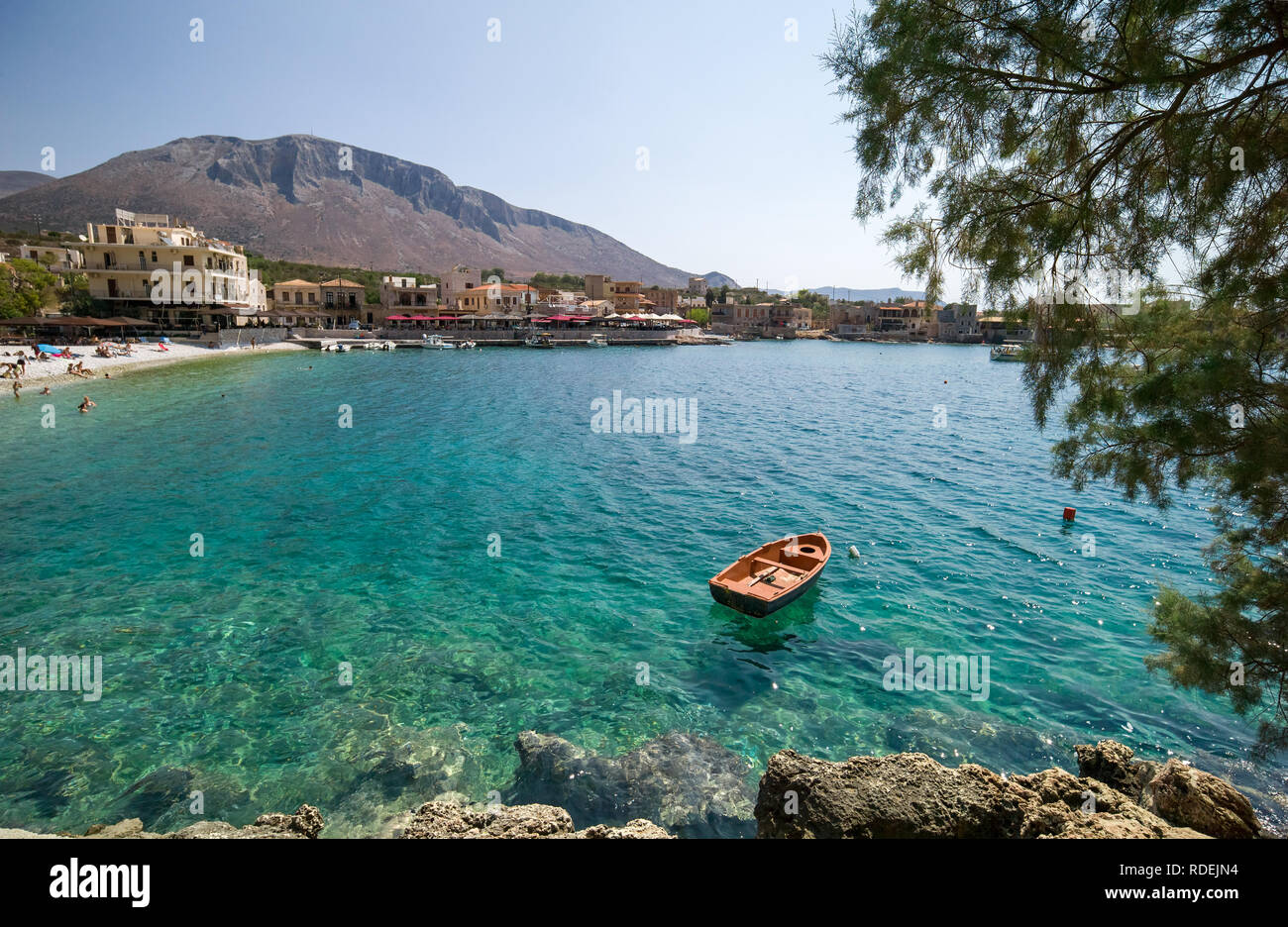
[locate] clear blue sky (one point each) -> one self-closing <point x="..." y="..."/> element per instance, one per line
<point x="748" y="171"/>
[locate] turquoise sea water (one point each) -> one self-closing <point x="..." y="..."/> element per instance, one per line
<point x="370" y="545"/>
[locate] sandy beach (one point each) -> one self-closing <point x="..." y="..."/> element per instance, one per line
<point x="54" y="372"/>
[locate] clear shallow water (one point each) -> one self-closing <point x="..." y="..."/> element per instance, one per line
<point x="370" y="545"/>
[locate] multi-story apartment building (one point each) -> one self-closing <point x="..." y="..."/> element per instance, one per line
<point x="903" y="318"/>
<point x="166" y="270"/>
<point x="346" y="299"/>
<point x="511" y="299"/>
<point x="296" y="294"/>
<point x="958" y="323"/>
<point x="48" y="256"/>
<point x="858" y="318"/>
<point x="456" y="281"/>
<point x="627" y="299"/>
<point x="665" y="300"/>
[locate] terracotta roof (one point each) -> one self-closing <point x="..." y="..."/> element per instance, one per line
<point x="502" y="287"/>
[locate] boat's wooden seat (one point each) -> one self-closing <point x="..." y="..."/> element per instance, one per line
<point x="798" y="570"/>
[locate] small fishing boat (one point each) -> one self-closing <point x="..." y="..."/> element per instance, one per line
<point x="772" y="575"/>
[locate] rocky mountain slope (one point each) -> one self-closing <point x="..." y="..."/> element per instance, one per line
<point x="16" y="181"/>
<point x="313" y="200"/>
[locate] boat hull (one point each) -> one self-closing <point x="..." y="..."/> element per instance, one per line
<point x="758" y="608"/>
<point x="772" y="575"/>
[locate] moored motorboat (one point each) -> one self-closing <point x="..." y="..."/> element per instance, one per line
<point x="772" y="575"/>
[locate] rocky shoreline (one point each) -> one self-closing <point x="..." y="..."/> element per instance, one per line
<point x="682" y="784"/>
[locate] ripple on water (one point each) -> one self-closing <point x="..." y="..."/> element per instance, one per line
<point x="369" y="546"/>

- - - - -

▸ **THE PROBLEM**:
Extract all of the rows above, reproducing every line verbatim, and leave the picture out of your answer.

▸ **EXERCISE RESPONSE**:
[locate] clear blue sky (one point each) -> one self-closing <point x="..." y="..."/> element per instance, one per line
<point x="748" y="171"/>
[locate] turquoise sea water (one point each) -> one self-closing <point x="..." y="..."/> element per instance, one per line
<point x="370" y="545"/>
[locate] sandy beach (one point each) -> one self-closing <point x="..." y="..."/> element per instance, one per line
<point x="54" y="372"/>
[locate] clear shallow water (one point each) -> one self-closing <point x="..." y="..."/> element per instance, one per line
<point x="370" y="545"/>
[locate] multi-story apartment building (one point each) -> one self-closing <point x="..." y="..."/> element per instance, one per line
<point x="903" y="318"/>
<point x="166" y="270"/>
<point x="346" y="299"/>
<point x="511" y="299"/>
<point x="296" y="294"/>
<point x="958" y="323"/>
<point x="48" y="256"/>
<point x="858" y="318"/>
<point x="456" y="281"/>
<point x="627" y="299"/>
<point x="665" y="300"/>
[locate] terracotta roof (one point each) -> one self-closing <point x="..." y="..."/> element per instance, one per line
<point x="502" y="287"/>
[locate] boat's wooden seat (one point each) -> one self-closing <point x="..." y="..."/> element per instance, one per line
<point x="798" y="570"/>
[locate] small fishing boat (one point each) -> one self-closing <point x="..." y="..."/> element per instance, one per line
<point x="772" y="575"/>
[locate] rocky mountain slope (one point each) -> one self-closing <point x="..." y="..."/> element per instance, one per line
<point x="16" y="181"/>
<point x="313" y="200"/>
[locate] boat hull (one point each) -> one self-closing <point x="..." y="..."/> element per instance, one per line
<point x="758" y="608"/>
<point x="772" y="575"/>
[locate] moored motorboat (one point each) -> one self-closing <point x="..." y="..."/> element per instance, one per line
<point x="772" y="575"/>
[locate] rocky shoreline (one point each) -> one self-closing <point x="..." y="..."/> element per instance, one per line
<point x="682" y="784"/>
[locate] ripple on water (one point each) -> one self-closing <point x="..." y="..."/> element per instance, one per line
<point x="369" y="546"/>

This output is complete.